[Referring expression grounding data]
--- START ---

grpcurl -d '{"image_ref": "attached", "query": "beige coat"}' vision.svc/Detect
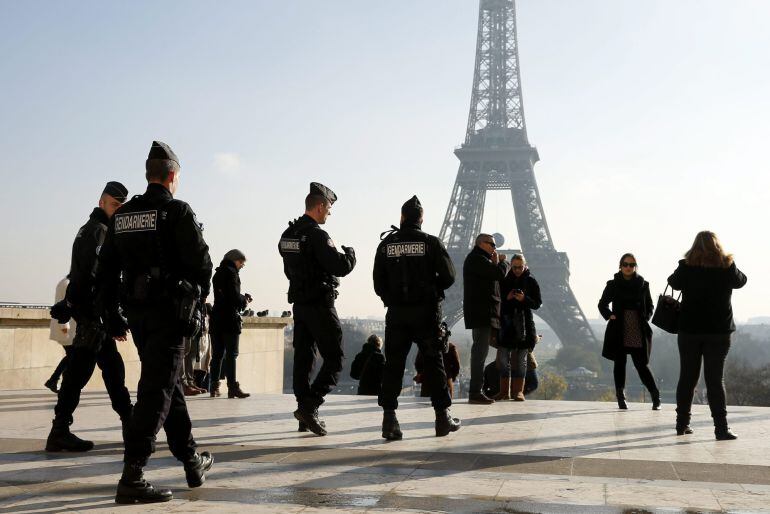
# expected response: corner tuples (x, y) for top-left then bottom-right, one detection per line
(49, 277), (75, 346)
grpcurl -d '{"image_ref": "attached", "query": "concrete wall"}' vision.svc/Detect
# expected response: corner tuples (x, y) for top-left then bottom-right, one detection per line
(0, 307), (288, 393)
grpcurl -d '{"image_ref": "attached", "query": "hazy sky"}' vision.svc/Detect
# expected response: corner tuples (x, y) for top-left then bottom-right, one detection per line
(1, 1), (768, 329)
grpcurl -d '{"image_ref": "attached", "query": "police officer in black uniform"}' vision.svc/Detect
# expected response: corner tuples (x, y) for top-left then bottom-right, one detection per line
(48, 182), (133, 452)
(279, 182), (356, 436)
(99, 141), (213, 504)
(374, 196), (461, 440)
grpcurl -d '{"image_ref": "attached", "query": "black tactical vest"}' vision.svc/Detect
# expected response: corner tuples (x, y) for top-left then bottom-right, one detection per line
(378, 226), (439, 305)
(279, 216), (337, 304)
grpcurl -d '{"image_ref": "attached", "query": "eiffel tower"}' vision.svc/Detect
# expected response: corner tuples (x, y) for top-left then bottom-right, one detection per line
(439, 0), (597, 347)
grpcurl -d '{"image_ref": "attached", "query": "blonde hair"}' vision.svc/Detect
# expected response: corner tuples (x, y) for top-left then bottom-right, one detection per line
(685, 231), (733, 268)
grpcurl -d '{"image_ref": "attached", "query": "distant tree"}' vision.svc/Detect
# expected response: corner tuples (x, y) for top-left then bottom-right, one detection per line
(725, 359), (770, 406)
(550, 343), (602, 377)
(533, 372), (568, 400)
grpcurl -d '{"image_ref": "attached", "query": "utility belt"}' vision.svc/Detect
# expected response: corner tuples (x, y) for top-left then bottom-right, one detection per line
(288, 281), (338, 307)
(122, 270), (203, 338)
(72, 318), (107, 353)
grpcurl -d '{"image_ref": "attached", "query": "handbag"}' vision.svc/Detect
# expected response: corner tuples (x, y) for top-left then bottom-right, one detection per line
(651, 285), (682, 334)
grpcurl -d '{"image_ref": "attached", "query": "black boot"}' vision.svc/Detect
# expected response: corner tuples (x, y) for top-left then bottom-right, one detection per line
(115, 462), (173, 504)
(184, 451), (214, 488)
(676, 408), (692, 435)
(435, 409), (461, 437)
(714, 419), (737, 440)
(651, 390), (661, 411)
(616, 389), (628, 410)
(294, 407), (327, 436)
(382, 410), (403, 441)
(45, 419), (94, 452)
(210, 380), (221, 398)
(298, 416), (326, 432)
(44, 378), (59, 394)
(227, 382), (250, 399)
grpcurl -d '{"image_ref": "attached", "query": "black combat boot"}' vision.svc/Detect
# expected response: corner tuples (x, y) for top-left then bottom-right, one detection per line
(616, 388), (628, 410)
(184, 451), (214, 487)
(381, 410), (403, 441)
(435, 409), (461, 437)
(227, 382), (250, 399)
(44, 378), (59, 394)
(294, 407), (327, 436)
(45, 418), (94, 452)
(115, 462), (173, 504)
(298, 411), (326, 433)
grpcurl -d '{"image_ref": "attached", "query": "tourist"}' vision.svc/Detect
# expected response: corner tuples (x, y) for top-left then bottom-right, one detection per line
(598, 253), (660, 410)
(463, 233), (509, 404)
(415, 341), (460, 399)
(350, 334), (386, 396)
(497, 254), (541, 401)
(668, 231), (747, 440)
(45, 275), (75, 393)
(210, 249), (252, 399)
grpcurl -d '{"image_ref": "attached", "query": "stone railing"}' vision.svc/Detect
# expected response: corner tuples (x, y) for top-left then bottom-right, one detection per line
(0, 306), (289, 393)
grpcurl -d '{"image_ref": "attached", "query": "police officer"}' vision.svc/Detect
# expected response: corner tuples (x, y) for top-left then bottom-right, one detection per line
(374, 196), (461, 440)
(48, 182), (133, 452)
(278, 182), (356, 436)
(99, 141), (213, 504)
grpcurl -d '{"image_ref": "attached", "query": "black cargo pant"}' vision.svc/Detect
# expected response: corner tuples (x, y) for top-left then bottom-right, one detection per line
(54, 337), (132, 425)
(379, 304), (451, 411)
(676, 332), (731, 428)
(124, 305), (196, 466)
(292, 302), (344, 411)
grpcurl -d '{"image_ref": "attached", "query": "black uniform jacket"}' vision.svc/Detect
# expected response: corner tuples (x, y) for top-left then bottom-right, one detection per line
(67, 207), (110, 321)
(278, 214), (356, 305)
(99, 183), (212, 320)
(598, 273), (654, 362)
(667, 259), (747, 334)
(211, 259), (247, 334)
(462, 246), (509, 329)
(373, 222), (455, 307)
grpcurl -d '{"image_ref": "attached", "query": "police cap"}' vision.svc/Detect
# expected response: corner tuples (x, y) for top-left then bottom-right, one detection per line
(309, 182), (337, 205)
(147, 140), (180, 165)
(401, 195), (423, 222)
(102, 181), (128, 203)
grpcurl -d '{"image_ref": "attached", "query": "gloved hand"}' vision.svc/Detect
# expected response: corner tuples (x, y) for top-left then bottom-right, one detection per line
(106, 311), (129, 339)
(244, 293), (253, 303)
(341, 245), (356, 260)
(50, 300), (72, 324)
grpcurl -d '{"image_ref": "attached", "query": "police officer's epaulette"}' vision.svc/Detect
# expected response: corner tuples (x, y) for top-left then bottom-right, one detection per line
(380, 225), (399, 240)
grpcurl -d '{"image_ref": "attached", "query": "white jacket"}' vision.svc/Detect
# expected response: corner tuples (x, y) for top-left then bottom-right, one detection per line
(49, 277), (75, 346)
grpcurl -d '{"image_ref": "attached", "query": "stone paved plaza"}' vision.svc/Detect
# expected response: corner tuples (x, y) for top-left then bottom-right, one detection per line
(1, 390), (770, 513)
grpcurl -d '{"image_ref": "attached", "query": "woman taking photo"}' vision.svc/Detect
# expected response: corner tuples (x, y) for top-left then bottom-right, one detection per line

--- END ---

* **Task to carry out**
The records above are to be duplicated exactly, pictures left out.

* **Answer space**
grpcurl -d '{"image_ref": "attached", "query": "beige coat"}' vision.svc/Detect
# expected response: corner tuples (x, y) for top-left then bottom-right, one detection per line
(49, 277), (75, 346)
grpcurl -d '{"image_ref": "attached", "query": "concrete wall"}' vision.svc/Detect
# expected response: corner tuples (x, y) for top-left then bottom-right, one detection per line
(0, 307), (288, 393)
grpcurl -d '{"image_ref": "attached", "query": "hazy sky"}' vision.svc/Detect
# expected response: corner tuples (x, y) for top-left then bottom-right, one detection per line
(1, 1), (768, 329)
grpcurl -d '{"image_ref": "attached", "query": "police officer in black uniform"}' vision.svc/Detect
# expected response: corner tuples (x, y) for top-left then bottom-right, one detection per line
(48, 182), (133, 452)
(279, 182), (356, 436)
(99, 141), (213, 504)
(374, 196), (461, 440)
grpcurl -d '{"image_ref": "attached", "query": "black tactical vest"}' vision.svc/Detect
# expected response: corner tuples (x, y) for top-left then bottom-right, one detection per line
(378, 226), (439, 305)
(279, 216), (337, 304)
grpcurl -d '{"image_ref": "attached", "query": "eiffel tower"}' vision.svc/Detect
# expected response: corner tuples (x, y) for top-left then bottom-right, one detection per line
(439, 0), (597, 347)
grpcurl -d '{"image_ref": "attached", "query": "blonde hair"}' vision.svc/Detect
# expected response: corner tuples (x, y) for top-left then bottom-right, one detection per line
(685, 231), (733, 268)
grpcurl -d '{"image_ref": "attached", "query": "distant tree"}' vision.svc/Detect
# expected response: corner tuples (x, y) for top-left then bottom-right, one detection per line
(725, 359), (770, 406)
(550, 343), (602, 377)
(533, 372), (568, 400)
grpcurl -d '{"image_ref": "attached", "query": "utility belt"}' vision.svc/Detect
# expected response: corner tuples (x, y) for top-left then bottom-right, one detection per line
(288, 281), (338, 307)
(122, 270), (203, 338)
(72, 318), (107, 353)
grpcurl -d '{"image_ref": "attached", "query": "handbag"}' vision.svc/Detect
# expected response: corner tuples (x, y) for top-left then bottom-right, one detection per line
(651, 285), (682, 334)
grpcurl -d '{"image_ref": "attached", "query": "black boot"}' vision.svc/Detect
# expected response: corner tuples (x, y) for top-left then bottom-right, one detection per line
(115, 462), (173, 504)
(184, 451), (214, 488)
(676, 408), (692, 435)
(435, 409), (461, 437)
(714, 419), (737, 440)
(651, 390), (661, 411)
(616, 389), (628, 410)
(294, 407), (327, 436)
(382, 410), (403, 441)
(45, 419), (94, 452)
(210, 380), (221, 398)
(298, 416), (326, 432)
(44, 378), (59, 394)
(227, 382), (250, 399)
grpcurl -d '{"image_ref": "attached", "query": "black combat boot"}' vision.svc/Detect
# expected response: corner tuples (x, y) for top-left then bottom-right, one detection per line
(616, 388), (628, 410)
(184, 451), (214, 487)
(381, 410), (403, 441)
(435, 409), (461, 437)
(227, 382), (250, 399)
(44, 378), (59, 394)
(294, 407), (327, 436)
(45, 418), (94, 452)
(115, 462), (173, 504)
(298, 411), (326, 433)
grpcurl -d '{"image_ref": "attached", "query": "tourist"}' vision.svc/Detect
# expected response: corner tuples (x, y) for top-left then bottom-right, one detection per line
(598, 253), (660, 410)
(463, 233), (509, 404)
(415, 341), (460, 399)
(350, 334), (386, 396)
(497, 254), (541, 401)
(668, 231), (747, 440)
(45, 275), (75, 393)
(210, 249), (252, 399)
grpcurl -d '{"image_ref": "attached", "query": "stone railing"}' vision.svc/Detect
# expected response: corner tuples (x, y) for top-left then bottom-right, one detection per line
(0, 306), (289, 393)
grpcurl -d '{"image_ref": "attached", "query": "police officer"}' vision.svc/Detect
# expected response: corner tuples (x, y) for top-left then bottom-right, one detection per line
(374, 196), (461, 440)
(48, 182), (133, 452)
(278, 182), (356, 436)
(99, 141), (213, 504)
grpcurl -d '{"image_ref": "attached", "query": "black cargo pant"}' vision.svc/Detect
# expected response: corner tuples (x, y) for top-left then bottom-right, one detection per line
(54, 337), (132, 425)
(379, 304), (451, 411)
(676, 332), (731, 428)
(124, 305), (196, 466)
(292, 302), (344, 411)
grpcurl -d '{"image_ref": "attached", "query": "black uniform jacket"}' vision.svc/Detect
# expected response: corner tuples (x, y) for top-left then bottom-right, one detection per line
(67, 207), (110, 321)
(278, 214), (356, 305)
(99, 183), (212, 320)
(598, 273), (654, 362)
(667, 259), (747, 334)
(211, 259), (247, 334)
(462, 246), (509, 329)
(373, 222), (455, 307)
grpcurl -d '{"image_ref": "attached", "query": "police cap"}' vision.svc/Detect
# expected response: corner tuples (x, y) for top-left then bottom-right, one detection per line
(309, 182), (337, 205)
(147, 140), (180, 165)
(401, 195), (423, 222)
(102, 181), (128, 203)
grpcurl -d '{"image_ref": "attached", "query": "gloved hand"}' vision.svc/Detect
# expected response: corner tuples (x, y) for top-left then bottom-right, one detection per line
(106, 311), (129, 339)
(244, 293), (253, 303)
(341, 245), (356, 260)
(50, 300), (72, 324)
grpcurl -d '{"image_ref": "attached", "query": "police officer's epaulette"}' vision.svc/Detect
# expected response: corner tuples (x, y) for top-left then bottom-right, one detection per line
(380, 225), (399, 240)
grpcurl -d '{"image_ref": "attached", "query": "white jacket"}' vision.svc/Detect
# expected response: corner tuples (x, y) for top-left then bottom-right, one detection per line
(49, 277), (75, 346)
grpcurl -d '{"image_ref": "attached", "query": "stone paved plaza"}' vision.svc/Detect
# expected response: corner tuples (x, y) for top-left then bottom-right, one detection per line
(1, 390), (770, 513)
grpcurl -d '{"image_ref": "attached", "query": "woman taking photo"}' vision.svc/Detect
# expected response: corner tuples (x, y) for top-left then bottom-right, one detection per line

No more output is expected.